Problem:
In the records below, find every line with the word "damaged" and copy it.

--------------------------------

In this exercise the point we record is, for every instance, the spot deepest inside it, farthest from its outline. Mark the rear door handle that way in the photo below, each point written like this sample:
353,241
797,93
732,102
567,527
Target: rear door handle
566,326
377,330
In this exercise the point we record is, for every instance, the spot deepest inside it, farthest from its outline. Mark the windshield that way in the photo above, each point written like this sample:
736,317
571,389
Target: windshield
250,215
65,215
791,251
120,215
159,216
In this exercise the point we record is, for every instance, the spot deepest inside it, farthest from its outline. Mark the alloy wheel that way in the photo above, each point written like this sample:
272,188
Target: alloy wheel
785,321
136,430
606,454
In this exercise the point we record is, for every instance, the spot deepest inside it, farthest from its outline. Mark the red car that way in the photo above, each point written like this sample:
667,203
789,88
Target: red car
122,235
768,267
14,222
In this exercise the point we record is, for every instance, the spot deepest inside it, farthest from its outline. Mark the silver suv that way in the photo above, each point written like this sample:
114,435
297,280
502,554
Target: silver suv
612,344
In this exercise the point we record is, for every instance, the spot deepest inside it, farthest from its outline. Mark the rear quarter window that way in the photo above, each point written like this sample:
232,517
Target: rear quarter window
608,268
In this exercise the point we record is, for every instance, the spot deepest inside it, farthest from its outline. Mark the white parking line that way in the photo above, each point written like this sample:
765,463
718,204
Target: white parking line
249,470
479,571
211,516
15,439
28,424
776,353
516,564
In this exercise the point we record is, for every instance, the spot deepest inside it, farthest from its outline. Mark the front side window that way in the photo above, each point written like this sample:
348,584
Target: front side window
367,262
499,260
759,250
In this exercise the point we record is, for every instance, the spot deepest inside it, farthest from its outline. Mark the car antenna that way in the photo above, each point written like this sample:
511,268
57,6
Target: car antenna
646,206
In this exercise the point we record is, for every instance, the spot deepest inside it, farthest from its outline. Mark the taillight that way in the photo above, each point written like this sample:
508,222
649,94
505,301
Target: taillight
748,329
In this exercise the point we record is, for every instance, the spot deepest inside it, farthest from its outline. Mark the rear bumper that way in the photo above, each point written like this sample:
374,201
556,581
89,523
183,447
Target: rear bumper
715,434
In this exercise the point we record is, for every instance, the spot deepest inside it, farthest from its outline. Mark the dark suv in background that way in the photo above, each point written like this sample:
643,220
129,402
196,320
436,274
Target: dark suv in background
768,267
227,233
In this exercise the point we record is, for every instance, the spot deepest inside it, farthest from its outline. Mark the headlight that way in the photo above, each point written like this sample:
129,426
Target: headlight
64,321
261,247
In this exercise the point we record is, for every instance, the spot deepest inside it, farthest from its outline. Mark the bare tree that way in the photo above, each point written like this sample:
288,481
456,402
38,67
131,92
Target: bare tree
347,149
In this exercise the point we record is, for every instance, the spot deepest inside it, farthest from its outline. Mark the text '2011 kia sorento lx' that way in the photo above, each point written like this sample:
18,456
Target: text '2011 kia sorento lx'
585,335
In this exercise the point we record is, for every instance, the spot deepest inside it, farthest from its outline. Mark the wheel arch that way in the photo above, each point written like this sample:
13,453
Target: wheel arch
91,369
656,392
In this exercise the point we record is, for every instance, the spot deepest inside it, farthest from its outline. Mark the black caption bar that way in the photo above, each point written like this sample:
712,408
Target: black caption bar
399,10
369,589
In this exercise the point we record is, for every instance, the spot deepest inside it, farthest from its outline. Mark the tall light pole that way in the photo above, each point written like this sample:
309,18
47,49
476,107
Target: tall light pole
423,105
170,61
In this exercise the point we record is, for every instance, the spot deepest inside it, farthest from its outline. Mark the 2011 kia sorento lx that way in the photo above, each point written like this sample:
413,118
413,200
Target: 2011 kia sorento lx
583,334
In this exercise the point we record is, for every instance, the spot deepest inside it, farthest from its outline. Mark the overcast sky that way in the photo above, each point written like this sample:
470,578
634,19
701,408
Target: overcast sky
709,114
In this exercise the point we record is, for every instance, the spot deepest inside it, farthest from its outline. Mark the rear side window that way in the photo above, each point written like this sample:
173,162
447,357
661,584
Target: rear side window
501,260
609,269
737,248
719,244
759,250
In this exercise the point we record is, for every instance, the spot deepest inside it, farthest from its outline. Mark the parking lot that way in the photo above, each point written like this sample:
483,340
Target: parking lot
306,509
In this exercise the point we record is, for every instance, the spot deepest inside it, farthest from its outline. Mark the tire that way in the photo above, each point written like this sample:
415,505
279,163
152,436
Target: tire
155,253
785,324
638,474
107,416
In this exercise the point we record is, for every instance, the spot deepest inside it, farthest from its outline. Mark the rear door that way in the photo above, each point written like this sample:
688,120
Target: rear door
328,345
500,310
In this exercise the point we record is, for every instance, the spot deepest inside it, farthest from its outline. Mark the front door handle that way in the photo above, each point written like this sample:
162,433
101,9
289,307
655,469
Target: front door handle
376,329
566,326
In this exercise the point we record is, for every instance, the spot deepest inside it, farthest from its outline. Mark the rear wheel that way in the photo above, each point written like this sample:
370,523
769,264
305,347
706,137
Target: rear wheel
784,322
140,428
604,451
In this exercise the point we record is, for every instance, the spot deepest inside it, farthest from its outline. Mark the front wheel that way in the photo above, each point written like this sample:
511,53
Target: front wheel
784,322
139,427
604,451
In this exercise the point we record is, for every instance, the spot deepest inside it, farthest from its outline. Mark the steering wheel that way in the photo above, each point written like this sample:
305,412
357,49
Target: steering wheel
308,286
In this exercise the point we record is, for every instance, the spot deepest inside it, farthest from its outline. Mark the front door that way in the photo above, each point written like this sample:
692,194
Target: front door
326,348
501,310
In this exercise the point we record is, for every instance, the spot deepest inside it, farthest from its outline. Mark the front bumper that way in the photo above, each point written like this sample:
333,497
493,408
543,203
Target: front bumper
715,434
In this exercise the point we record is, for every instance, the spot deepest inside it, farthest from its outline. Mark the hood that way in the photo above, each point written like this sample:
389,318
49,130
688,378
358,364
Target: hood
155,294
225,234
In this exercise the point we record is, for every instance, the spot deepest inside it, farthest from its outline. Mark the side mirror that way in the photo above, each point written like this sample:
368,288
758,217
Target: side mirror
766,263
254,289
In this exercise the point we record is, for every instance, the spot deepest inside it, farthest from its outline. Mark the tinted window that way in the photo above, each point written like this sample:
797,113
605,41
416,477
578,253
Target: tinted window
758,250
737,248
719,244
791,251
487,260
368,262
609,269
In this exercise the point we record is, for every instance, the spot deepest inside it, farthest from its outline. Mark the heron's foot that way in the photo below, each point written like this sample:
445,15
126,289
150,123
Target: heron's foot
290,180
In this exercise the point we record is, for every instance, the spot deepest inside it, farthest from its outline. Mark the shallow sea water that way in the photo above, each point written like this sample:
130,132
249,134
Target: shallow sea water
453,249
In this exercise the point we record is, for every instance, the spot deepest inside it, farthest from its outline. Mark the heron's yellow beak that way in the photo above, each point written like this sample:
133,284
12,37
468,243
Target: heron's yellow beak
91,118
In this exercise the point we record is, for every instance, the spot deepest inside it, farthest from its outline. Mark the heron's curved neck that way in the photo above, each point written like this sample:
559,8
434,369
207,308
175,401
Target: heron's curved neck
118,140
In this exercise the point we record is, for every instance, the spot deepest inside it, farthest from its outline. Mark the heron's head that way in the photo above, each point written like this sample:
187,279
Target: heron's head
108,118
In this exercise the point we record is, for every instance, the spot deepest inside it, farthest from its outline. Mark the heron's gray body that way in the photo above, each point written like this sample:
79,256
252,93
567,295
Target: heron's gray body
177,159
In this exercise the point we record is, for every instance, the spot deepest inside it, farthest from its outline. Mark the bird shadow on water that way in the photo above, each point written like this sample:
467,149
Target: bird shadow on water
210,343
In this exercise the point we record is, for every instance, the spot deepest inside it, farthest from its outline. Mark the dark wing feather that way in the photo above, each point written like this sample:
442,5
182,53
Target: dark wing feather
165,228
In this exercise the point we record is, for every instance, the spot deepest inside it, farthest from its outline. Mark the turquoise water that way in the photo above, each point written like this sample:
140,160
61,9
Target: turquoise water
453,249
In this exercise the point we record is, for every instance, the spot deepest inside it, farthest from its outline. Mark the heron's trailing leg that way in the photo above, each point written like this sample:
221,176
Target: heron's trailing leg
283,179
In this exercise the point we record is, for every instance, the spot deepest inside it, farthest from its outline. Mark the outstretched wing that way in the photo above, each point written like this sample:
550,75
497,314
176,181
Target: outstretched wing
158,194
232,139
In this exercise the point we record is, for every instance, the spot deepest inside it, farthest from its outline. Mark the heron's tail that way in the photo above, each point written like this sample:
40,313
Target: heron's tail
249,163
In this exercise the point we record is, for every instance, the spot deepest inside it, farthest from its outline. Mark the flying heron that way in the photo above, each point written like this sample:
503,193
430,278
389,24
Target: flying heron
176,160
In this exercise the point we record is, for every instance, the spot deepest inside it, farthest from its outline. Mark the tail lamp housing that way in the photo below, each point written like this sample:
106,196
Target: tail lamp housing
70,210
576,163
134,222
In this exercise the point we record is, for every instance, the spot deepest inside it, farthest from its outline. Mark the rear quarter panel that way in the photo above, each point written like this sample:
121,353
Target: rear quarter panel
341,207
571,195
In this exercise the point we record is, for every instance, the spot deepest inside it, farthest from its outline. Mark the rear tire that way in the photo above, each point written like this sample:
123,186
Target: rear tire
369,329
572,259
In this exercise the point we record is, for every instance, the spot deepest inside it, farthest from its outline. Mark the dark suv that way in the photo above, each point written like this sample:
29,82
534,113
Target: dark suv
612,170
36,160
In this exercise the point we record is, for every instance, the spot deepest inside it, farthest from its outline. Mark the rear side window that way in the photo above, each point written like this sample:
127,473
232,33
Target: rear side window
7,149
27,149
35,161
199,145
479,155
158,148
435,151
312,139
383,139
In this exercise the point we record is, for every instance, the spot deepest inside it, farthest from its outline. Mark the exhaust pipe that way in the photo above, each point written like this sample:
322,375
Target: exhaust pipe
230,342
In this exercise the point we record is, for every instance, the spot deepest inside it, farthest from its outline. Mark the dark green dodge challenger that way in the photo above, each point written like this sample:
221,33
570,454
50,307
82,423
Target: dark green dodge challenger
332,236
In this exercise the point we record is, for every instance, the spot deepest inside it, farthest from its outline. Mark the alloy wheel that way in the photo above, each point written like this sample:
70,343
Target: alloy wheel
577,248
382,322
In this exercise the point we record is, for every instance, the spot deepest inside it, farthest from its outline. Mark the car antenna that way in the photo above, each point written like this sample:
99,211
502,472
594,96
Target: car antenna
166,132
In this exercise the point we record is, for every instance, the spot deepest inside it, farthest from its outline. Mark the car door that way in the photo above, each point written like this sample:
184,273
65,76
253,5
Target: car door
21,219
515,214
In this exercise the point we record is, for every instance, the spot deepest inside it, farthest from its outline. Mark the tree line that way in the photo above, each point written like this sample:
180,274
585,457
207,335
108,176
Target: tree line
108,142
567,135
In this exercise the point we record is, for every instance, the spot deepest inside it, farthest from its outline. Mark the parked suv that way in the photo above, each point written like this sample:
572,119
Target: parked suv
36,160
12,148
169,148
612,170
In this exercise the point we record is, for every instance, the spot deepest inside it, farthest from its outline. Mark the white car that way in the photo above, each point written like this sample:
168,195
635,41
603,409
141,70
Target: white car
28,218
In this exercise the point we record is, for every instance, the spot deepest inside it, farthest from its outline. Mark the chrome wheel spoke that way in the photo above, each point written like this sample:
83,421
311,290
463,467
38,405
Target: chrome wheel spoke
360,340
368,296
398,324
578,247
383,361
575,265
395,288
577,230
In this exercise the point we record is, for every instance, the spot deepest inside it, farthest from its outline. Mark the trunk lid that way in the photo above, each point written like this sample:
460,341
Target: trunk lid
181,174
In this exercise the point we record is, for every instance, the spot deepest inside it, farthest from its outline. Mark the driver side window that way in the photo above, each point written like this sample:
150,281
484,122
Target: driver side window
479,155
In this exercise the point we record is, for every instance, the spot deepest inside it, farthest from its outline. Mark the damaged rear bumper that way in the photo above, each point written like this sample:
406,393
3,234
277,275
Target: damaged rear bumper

--------------------------------

Result:
In this exercise the point we record is, for every instance, the spot deepest inside it, farthest from its outline. Mark the damaged rear bumper that way in the photo above, each point written like this sample:
Target: damaged rear bumper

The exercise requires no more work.